§ Assignment:
Take the lines below between the one holding "[mark] distant mountain" and the one holding "[mark] tree (a", inclusive, and copy them exactly. Add nothing.

Point-per-instance localization data

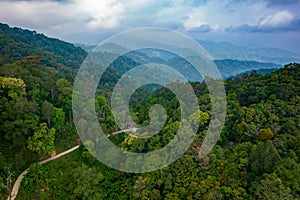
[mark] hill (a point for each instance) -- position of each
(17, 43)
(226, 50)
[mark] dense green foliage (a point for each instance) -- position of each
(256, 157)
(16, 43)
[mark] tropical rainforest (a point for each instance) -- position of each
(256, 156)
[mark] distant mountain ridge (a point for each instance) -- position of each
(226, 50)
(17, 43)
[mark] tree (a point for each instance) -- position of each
--
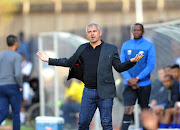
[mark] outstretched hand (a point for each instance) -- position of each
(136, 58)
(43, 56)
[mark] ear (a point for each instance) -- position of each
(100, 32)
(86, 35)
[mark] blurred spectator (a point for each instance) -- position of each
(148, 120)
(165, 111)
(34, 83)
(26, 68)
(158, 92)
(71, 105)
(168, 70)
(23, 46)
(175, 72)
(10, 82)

§ Your solution:
[mark] distant mountain ridge (a point for each instance) -- position of each
(226, 50)
(17, 43)
[mark] tree (a point for each instance) -- position of each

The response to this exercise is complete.